━━ Trecho fornecido
Ex-frade carmelita, Fernando descobriu o que chama de sua "bandeira de luta" quando viveu no Nordeste do país, ainda como religioso. "Vi toda aquela miséria, principalmente de crianças e adolescentes, e percebi que nisso sim eu poderia ser útil", conta. Ele, então, mudou-se para Curitiba e foi viver em uma favela na Vila Lindoia, onde começou a trabalhar com jovens. Mais uma vez, no entanto, ainda sentindo-se menos útil à sociedade do que deveria, decidiu morar nas ruas ao lado dos jovens que escolheu ajudar para o resto da vida.

A realidade encontrada por Fernando, porém, era ainda mais dura do que ele imaginava. "Cansei de enterrar meninos mortos pelas drogas e pela violência. Como o que eles mais me pediam era um lugar para morar, decidi me mobilizar", afirma. Utilizando a ideia de um dos garotos de rua que ajudava, passou a tentar arrecadar fundos para a compra de uma chácara. A congregação alemã Irmãs da Divina Providência doou 80% do dinheiro, enquanto o restante seria doado por Rosy Pinheiro Lima, dona do extinto Cine Glória, na Praça Tiradentes. "Bem nesses dias, um grupo de meninos roubou uma loja de sapatos ao lado do cinema e acabou colocando fogo em tudo. Ainda assim, ela (Rosy) nos ajudou com o dinheiro", lembra.

No dia 2 de outubro de 1993, entrou em funcionamento a Chácara Os Meninos de 4 Pinheiros, instalada em Mandirituba, na região metropolitana de Curitiba. Atendendo jovens de sete a 18 anos, a entidade oferece aulas de informática, música, dança, Inglês, além de desenvolver atividades agropecuárias. "Utilizamos quatro ferramentas pedagógicas: ouvir, acolher, cuidar e transformar. Mas a principal palavra é solidariedade", diz Fernando, que atua como coordenador da organização.
━━━━
● Enunciado A
Responda com base no texto sobre a Chácara Os Meninos de 4 Pinheiros:
(i) Em que lugar de Curitiba ficava a favela onde Fernando foi morar?
(ii) Que parcela do dinheiro para a compra da chácara foi doada pela congregação alemã Irmãs da Divina Providência?
(iii) Em que data a Chácara Os Meninos de 4 Pinheiros entrou em funcionamento?
● Enunciado B
Passe para o inglês esta frase do texto sobre a Chácara Os Meninos de 4 Pinheiros: "A realidade encontrada por Fernando, porém, era ainda mais dura do que ele imaginava."
● Enunciado C
Dê continuidade ao texto sobre a Chácara Os Meninos de 4 Pinheiros, começando logo após a última frase apresentada.
━━ Listagem de dados
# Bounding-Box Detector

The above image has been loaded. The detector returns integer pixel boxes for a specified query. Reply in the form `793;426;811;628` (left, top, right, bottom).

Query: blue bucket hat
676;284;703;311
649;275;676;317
━━━━
● Resposta do exercício A
(i) Na Vila Lindoia.
(ii) 80% do dinheiro.
(iii) Em 2 de outubro de 1993.

● Resposta do exercício B
The reality Fernando found, however, was even harsher than he had imagined.

● Resposta do exercício C
Incentivador do projeto desde que ele foi fundado, o procurador-geral de Justiça, Olympio de Sá Sotto Maior, afirma que todos os jovens que vivem nas ruas merecem ser tratados com respeito e dignidade, sobretudo porque "nenhum deles escolheu viver à margem da sociedade". "Eles precisam ser tratados com cidadania, com uma aproximação feita adequadamente, e não apenas com o camburão social", argumenta. Um dos autores do Estatuto da Criança e do Adolescente, Sotto Maior defende que os jovens devem ter lugar "na família, na escola e também nos orçamentos públicos" e sempre receber tratamento prioritário, conforme prevê a Constituição Federal.

Considerada pela Organização das Nações Unidas (ONU) um dos "50 Jeitos Brasileiros de Mudar o Mundo", a chácara, que hoje atende 81 jovens, já mudou a vida de aproximadamente 400 ex-meninos de rua. "Mas, por mais feliz que eu fique com o projeto, ainda há meninos morando nas ruas. Por isso, ainda quero voltar para as ruas e me solidarizar com aqueles que não têm nada", revela Fernando.

Exemplo de vida

Nascido em Cidade Gaúcha, no noroeste do Paraná, Elias Bonfim veio para Curitiba em 1999 para encontrar outra oportunidade na vida que não fossem as usinas de cana-de-açúcar ou a roça. Depois de trabalhar como auxiliar de pedreiro e de ferramenteiro, virou professor de Informática e Cidadania do extinto Comitê para a Democratização da Informática do Paraná (CDI-PR), na Vila Pantanal. No entanto, apesar do reconhecimento da comunidade, tinha poucas opções de trabalho e pensava em voltar para a sua cidade natal. Foi então que, com a ajuda de um homem que ele sequer conhecia, conseguiu uma bolsa de estudos em um cursinho pré-vestibular e uma vaga de emprego. "A história do Elias mexeu comigo. Como um cara que se esforça tanto não tem uma chance, uma oportunidade? Não tive dúvidas em ajudá-lo", conta o executivo Clecio Chiamulera.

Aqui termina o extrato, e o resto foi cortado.